**SUPPLIED RECORDS**
··········

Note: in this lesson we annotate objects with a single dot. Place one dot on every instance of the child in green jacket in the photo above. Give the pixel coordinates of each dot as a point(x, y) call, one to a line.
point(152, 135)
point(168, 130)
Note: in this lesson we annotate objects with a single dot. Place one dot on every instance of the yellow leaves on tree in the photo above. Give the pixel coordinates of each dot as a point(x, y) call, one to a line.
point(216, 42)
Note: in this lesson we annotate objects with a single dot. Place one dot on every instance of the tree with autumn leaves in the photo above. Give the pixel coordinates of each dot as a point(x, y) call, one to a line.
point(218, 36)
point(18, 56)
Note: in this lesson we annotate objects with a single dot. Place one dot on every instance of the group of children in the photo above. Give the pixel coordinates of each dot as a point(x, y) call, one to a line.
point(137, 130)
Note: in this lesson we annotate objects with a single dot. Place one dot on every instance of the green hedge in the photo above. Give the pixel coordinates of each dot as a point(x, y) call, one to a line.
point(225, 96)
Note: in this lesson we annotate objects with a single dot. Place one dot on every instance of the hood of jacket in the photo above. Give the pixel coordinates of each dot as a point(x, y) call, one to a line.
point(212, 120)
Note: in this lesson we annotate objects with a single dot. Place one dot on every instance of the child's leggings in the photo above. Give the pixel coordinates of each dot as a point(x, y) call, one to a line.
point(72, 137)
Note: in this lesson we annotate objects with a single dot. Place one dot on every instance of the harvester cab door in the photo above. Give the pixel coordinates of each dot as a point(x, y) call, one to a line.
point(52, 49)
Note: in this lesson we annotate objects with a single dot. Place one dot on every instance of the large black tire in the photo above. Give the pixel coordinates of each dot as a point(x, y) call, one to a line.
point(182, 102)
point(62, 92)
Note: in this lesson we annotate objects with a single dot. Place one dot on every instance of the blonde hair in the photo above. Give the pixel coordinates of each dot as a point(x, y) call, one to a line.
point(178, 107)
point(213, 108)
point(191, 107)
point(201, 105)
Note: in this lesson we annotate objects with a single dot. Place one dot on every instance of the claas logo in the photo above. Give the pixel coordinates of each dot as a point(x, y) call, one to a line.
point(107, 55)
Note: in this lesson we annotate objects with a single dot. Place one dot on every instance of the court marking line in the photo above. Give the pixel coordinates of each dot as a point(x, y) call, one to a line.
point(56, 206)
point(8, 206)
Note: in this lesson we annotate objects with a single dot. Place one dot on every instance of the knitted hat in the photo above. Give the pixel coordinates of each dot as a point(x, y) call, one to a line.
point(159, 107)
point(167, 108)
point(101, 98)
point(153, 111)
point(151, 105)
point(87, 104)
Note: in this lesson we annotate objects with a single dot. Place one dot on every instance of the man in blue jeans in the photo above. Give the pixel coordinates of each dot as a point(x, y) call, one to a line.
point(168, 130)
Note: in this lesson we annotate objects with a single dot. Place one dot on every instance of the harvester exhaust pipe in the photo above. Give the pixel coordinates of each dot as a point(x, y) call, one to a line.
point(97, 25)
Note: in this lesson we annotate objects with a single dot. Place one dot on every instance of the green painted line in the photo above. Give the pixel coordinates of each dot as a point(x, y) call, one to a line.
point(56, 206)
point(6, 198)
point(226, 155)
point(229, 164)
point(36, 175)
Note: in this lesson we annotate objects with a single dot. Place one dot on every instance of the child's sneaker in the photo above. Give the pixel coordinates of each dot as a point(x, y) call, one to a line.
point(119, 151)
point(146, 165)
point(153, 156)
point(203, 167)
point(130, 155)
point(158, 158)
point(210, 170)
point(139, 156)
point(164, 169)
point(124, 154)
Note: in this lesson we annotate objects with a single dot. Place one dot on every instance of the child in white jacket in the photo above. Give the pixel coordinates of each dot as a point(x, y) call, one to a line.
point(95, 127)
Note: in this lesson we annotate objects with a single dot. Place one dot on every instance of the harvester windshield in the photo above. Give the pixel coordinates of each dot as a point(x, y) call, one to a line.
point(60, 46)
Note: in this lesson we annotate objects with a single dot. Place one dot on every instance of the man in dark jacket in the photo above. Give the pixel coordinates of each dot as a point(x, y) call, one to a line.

··········

**DIRECTION**
Reproduce every line above verbatim, keeping each one's wording, punctuation, and order unchanged.

**COMPLETED EXERCISE**
Note: in this lesson we annotate objects with a single dot. Place one dot on every instance of the child in green jacket in the photo above. Give the pixel coordinates of each dot as a point(x, y) call, one to a line.
point(152, 135)
point(168, 130)
Note: in this lesson we annotate objects with a single dot. Place one dot on every instance of the yellow leaves on tree in the photo above. Give the pixel coordinates of each dot as a point(x, y) call, one to a line.
point(216, 42)
Note: in this lesson we annotate objects with a single dot. Place one dot on every instance of the tree with autumn leaves in the photo above. Give the pixel coordinates of each dot as a point(x, y) call, one to a line.
point(218, 36)
point(18, 56)
Note: in this lesson we annotate objects with a single dot. Place one dot on every instance of the group of children in the photo above. Give the pixel coordinates of each dot as a point(x, y) call, one to a line.
point(137, 130)
Note: in this lesson we annotate objects with a single dot. Place one dot on every instance of the green hedge in the photo above. Give the pixel coordinates of each dot as a point(x, y) call, one to a line.
point(225, 96)
Note: in this lesson we annotate objects with a single dot. Place one dot on every instance of the hood of jacket in the photo above. Give the pixel coordinates of each dot as a point(x, y) call, one to a line.
point(212, 120)
Note: in this lesson we annotate objects with a single dot. Place one dot on every instance of the child's leggings in the photo above. Give the pixel coordinates of each dot as a point(x, y) call, one to a line.
point(72, 137)
Note: in this lesson we annotate objects with a single dot. Place one dot on every instance of the harvester cab door in the photo above. Give the pixel coordinates of each dot as a point(x, y) call, one to a line.
point(52, 49)
Note: in this lesson we annotate objects with a single dot. Place one dot on every instance of the large black tire in the photo above. Give the pixel coordinates of each dot as a point(x, y) call, one to a line.
point(182, 102)
point(62, 92)
Note: in this lesson we annotate objects with a single dot. Place one dot on every instance of the blonde hair in the photo above. Give the pixel coordinates of each dot as a point(x, y) call, one to a line.
point(178, 107)
point(213, 108)
point(191, 107)
point(201, 105)
Note: in this lesson we annotate objects with a single dot. Place one dot on every instance of the claas logo in the photo above. Give the pixel coordinates of each dot as a point(x, y) call, one to a line.
point(107, 55)
Note: in this lesson we annotate objects with a single dot. Place one dot on every instance of the court marking line in the photo above. Give the pixel coordinates of each dot as a point(x, y) call, one to a line.
point(56, 206)
point(8, 206)
Note: in this lesson we annotate objects with a single dot. Place one dot on every instance of the knitted hat in the photo above. Give the pixel coordinates of each dot as a point(x, y) call, one to a line.
point(159, 107)
point(167, 108)
point(101, 98)
point(153, 111)
point(151, 105)
point(87, 104)
Note: in this lesson we annotate objects with a single dot. Place one dot on every instance of the man in blue jeans in the photo above. Give the pixel coordinates of each dot as a point(x, y) call, one to a line.
point(168, 130)
Note: in this lesson we annotate objects with a single dot. Place one dot on every instance of the harvester exhaust pipe in the photo above. Give the pixel coordinates of each dot as a point(x, y) call, one to a line.
point(97, 25)
Note: in this lesson we annotate objects with a single dot. Place one dot on every instance of the green painted line in the photo above. Give the pixel coordinates of each dot as a point(x, y) call, one to a line.
point(56, 206)
point(6, 198)
point(226, 155)
point(229, 164)
point(36, 175)
Note: in this lesson we annotate objects with a single dot. Place one dot on every instance of the child's sneaker in the photo above. Give the pixel coordinates of each dot as a point(x, y) call, one to a line.
point(119, 151)
point(146, 165)
point(153, 156)
point(203, 167)
point(130, 155)
point(158, 158)
point(210, 170)
point(139, 156)
point(164, 169)
point(124, 154)
Note: in this lesson we annotate objects with a single dot. Place one dot on every instance of the child in white jacket in the photo above. Give the pixel coordinates of each dot as a point(x, y) call, one to a line.
point(95, 127)
Note: in this lesson we annotate objects with a single dot. Place one dot on every instance of the harvester windshield in the photo above. Give the pixel coordinates of each dot as a point(x, y) call, one to a line.
point(60, 46)
Note: in this lesson we annotate objects with a single dot. Place one dot on every instance of the man in dark jacket in the photo above. Give the pixel coordinates of each dot as a point(x, y) call, one to a line.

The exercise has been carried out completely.